* TASK STATEMENT *
Repeat the items below word for word, from their first line through the line that contains "x=135 y=141", inclusive. Stop there.

[Position annotation records]
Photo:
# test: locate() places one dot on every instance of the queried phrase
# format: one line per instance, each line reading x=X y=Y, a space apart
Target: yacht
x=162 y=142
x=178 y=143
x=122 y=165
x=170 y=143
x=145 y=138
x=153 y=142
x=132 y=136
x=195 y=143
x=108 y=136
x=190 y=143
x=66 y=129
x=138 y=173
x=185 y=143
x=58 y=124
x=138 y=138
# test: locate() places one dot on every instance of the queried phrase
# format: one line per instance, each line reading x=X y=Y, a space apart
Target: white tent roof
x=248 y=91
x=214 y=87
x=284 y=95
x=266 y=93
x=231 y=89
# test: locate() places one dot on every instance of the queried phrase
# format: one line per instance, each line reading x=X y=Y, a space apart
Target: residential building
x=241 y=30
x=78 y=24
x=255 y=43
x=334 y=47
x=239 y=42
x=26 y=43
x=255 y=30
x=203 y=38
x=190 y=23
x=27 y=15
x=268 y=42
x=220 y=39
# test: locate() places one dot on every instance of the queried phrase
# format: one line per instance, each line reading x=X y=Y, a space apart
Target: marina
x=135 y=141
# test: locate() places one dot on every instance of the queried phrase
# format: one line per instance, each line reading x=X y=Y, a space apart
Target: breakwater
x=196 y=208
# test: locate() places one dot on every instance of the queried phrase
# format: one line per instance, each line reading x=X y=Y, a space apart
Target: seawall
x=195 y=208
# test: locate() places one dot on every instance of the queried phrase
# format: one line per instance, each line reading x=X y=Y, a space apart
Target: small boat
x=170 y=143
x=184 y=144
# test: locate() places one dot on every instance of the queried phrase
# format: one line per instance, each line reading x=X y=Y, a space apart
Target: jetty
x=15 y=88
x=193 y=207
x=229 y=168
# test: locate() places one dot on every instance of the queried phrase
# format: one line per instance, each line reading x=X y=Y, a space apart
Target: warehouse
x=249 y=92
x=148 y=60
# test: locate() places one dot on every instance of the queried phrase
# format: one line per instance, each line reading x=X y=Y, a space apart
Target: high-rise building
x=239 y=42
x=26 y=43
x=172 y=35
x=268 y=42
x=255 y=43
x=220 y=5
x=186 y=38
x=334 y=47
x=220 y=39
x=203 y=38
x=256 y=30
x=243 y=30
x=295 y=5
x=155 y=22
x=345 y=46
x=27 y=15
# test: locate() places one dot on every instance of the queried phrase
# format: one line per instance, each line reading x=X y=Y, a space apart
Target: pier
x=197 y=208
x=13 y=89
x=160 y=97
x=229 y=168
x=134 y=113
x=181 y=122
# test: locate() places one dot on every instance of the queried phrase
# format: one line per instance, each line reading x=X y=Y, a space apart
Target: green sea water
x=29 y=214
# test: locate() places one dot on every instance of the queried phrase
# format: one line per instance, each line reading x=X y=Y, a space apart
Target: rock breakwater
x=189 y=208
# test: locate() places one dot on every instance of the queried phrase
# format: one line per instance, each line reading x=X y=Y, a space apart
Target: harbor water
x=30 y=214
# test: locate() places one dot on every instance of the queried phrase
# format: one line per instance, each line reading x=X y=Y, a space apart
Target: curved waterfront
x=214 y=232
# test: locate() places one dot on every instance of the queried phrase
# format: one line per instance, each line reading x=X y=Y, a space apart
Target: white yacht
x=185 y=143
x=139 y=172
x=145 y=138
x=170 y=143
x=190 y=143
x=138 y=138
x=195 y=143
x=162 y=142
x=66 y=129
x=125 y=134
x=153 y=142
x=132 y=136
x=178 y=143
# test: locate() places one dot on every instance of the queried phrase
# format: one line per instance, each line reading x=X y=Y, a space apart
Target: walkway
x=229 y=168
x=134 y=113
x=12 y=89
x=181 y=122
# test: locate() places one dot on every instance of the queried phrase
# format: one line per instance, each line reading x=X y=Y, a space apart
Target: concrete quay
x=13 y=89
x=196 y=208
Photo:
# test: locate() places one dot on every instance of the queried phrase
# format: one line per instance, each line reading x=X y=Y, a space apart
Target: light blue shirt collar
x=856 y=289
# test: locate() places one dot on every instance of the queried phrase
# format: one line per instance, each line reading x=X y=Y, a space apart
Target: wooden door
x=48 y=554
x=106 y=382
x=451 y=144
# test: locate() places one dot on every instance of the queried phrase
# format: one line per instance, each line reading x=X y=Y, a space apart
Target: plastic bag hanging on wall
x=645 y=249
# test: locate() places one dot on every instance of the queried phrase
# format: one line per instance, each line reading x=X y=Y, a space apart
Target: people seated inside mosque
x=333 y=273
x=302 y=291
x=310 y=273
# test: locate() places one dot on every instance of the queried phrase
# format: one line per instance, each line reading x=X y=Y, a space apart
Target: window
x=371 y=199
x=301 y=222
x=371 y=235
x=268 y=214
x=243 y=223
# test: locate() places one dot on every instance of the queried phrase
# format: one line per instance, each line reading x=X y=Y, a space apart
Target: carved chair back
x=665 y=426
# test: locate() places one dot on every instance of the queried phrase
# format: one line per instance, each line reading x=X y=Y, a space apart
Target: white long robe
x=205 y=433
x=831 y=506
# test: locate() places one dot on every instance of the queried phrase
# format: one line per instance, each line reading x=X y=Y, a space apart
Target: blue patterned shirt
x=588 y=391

* IN RESPONSE *
Photo:
# test: locate() places one dot on every instance of the queried phrase
# format: one line per instance, each line reading x=X y=Y, a space apart
Target: yacht
x=162 y=142
x=178 y=143
x=122 y=165
x=170 y=143
x=145 y=138
x=153 y=142
x=132 y=136
x=195 y=143
x=108 y=136
x=190 y=143
x=66 y=129
x=138 y=173
x=185 y=143
x=58 y=124
x=138 y=138
# test: locate() places one dot on every instance of the queried phrase
# format: one line per instance, each line reading x=X y=Y, a space apart
Target: white tent roof
x=248 y=91
x=214 y=87
x=284 y=95
x=266 y=93
x=231 y=89
# test: locate() places one dot on every instance of the queried phrase
# format: one line per instance, each line reading x=X y=Y, a space apart
Target: residential building
x=241 y=30
x=78 y=24
x=255 y=43
x=334 y=47
x=239 y=42
x=26 y=43
x=255 y=30
x=203 y=38
x=190 y=23
x=27 y=15
x=268 y=42
x=220 y=39
# test: locate() places one dot on every instance of the queried phrase
# format: one line per instance, each line reading x=X y=Y, a space apart
Target: marina
x=135 y=141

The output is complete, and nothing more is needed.